▶ [DOCUMENT SEGMENT]
Content starts

Day 5, Act 2

One thing I will say about all of the chaos surrounding MC’s induction into the world of illness, is that I haven’t had the time or the opportunity to think about what’s going on with my problems.  I’m not allowed to say “I pissed straight blood this morning – I think it’s time to lay off of the *insert random food sensitivity here*”, because at least I’m not having heart surgery!

Yesterday as the Mister was coming out of sedation, his Mom was talking about how much time they spent with him at Children’s Hospital when he was a kid, yet she brags about how healthy he was – so this diagnosis is a huge shock and it’s not possibly familial because he is such a strong, healthy person.  MC had to wait to get most of his vaccinations until he was already in SK because I was immunocompromised and he didn’t want to risk exposing me to something if he got a mild form of anthrax, or whatever else they wanted to stick him with, so again, this is in some way because of me.  He looked at me, then looked at her and said, “I think Kara has been in the hospital way longer, and all by her lonesome…”  She started counting and she was at was almost a month total.  A whole 30 days!  By the time he came back to the US, I had my count figured out to be 48 days, not including appointments and diagnostic procedures.  That doesn’t include this year, which easily doubles that number.  I didn’t say any of that, because it’s not a fucking competition.  I did say I’m something of a celebrity on the internal medicine floor.  “That’s not something you should be proud of.”  No shit.  It’s called HUMOR.

Content ends

▶ [WHAT YOU WILL DO]
- A) In the hospital diary entry, what total did the writer's own count of hospital days reach by the time MC came back to the US?
- B) List every proper place name that appears in the hospital diary entry.
- C) Carry on the hospital diary entry from its final line.

▶ [EXCERPTED DATA]
Content starts

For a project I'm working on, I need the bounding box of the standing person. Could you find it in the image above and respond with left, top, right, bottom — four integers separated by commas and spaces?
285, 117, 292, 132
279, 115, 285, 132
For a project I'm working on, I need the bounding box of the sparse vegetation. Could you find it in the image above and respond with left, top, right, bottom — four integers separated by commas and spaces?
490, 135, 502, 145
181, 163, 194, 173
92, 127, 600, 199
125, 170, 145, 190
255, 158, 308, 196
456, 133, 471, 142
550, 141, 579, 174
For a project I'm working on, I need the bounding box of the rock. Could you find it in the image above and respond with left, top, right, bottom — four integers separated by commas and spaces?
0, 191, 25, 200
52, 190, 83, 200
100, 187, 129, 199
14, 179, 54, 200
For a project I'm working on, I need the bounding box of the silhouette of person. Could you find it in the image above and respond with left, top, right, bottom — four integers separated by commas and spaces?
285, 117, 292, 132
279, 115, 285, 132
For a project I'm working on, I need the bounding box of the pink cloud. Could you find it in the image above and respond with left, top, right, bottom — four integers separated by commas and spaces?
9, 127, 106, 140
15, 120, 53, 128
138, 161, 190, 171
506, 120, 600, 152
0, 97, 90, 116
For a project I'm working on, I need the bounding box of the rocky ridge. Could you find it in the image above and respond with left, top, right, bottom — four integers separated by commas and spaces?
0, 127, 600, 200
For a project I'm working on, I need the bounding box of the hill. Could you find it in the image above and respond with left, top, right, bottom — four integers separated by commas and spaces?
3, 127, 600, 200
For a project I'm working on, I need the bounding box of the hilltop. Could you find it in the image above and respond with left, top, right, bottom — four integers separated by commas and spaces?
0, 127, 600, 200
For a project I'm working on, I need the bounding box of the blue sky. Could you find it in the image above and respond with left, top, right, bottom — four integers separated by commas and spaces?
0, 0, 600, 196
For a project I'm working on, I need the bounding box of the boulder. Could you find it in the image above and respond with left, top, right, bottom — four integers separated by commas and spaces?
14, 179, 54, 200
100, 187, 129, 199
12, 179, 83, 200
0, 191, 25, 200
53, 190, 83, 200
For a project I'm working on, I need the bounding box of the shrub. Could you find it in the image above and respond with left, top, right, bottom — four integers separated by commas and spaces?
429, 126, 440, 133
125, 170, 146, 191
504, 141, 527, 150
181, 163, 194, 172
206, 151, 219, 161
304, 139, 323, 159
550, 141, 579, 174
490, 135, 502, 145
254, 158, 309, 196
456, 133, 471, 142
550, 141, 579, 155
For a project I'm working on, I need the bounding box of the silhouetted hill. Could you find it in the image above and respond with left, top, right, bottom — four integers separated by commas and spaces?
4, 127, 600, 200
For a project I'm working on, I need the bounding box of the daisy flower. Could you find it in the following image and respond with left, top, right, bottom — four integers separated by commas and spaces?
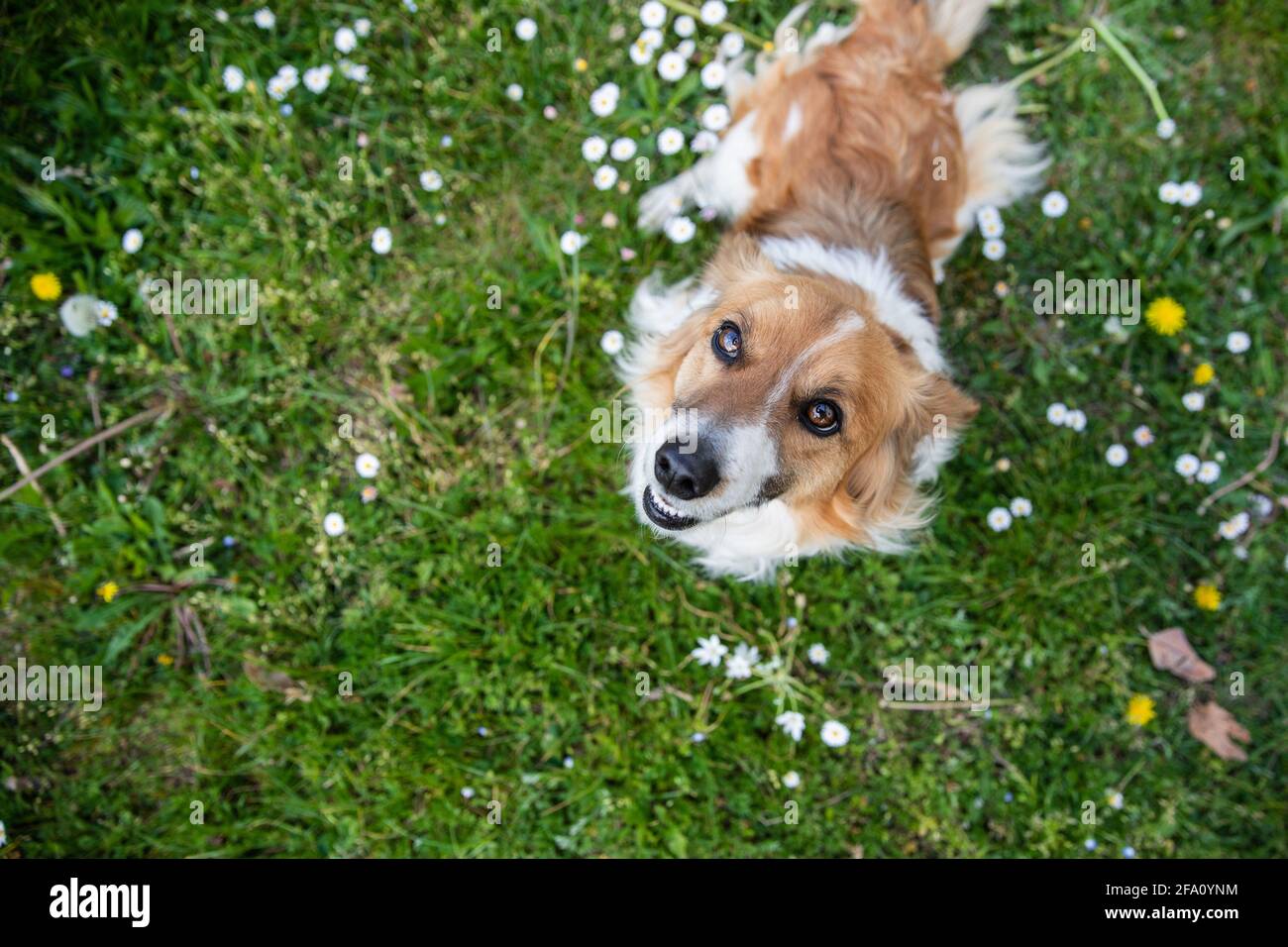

Content ends

▶ [SOLVED TASKS]
- A) 48 days, not including appointments and diagnostic procedures.

- B) Children's Hospital, SK, the US

- C)
My health concerns aren’t a factor in any of this.  When I told her I have dialysis tomorrow and I can catch a ride with them to get’er’done while MC takes care of his pre-op stuff, she asked if I could cancel or reschedule, because I REALLY need to be there WITH them.  Okay, when?  The next week and a half is booked solid with other stuff. I also have an appointment with my GP on Friday, which made her upset too.  We need to put all of our energy and focus on him now – we don’t have time to take care of me.  If I take care of me now, my demands are much lower than they will be if I put shit off.  A total of 4 hours this week, versus many hours in the ER, transfer, and a 3-7 day hospitalization.  I’m not good at the maths, but it looks like my way is better.

In my corner of the health world, it’s not looking so good.  I’m afraid my kidney function has declined a bit because I’m waking up with peripheral edema, and the reappearance of gross hematuria is never a good thing.  This may mean that I’ll have to go for dialysis more often and have fluid restrictions, which is most decidedly a huge inconvenience for everyone.  My bowels are protesting over the small amounts of foods that I am eating, and I’m terrified of starting the steroids I was supposed to begin two weeks ago out of fear of actually murdering someone or going legitimately psychotic.  The benefits are many, but the side effects are too severe.  I may call to set up my first remicade infusion after MC’s surgery just to make sure he’s taken care of in case I have a reaction to it.  I’d prefer this happen while he’s in the hospital, rather than his parents having to deal with me and take care of him at the same time.  I’m keeping all of my digits crossed that I can manage to avoid a health crisis while they’re here, because I think I might be more inclined to give up the ghost than I would be otherwise.  I like to think a big portion of staying alive when you’re critically ill is determined by how much fight you’ve got in you.  I’m running on empty.  If I saw the light at the end of the tunnel, I’d take off running towards it.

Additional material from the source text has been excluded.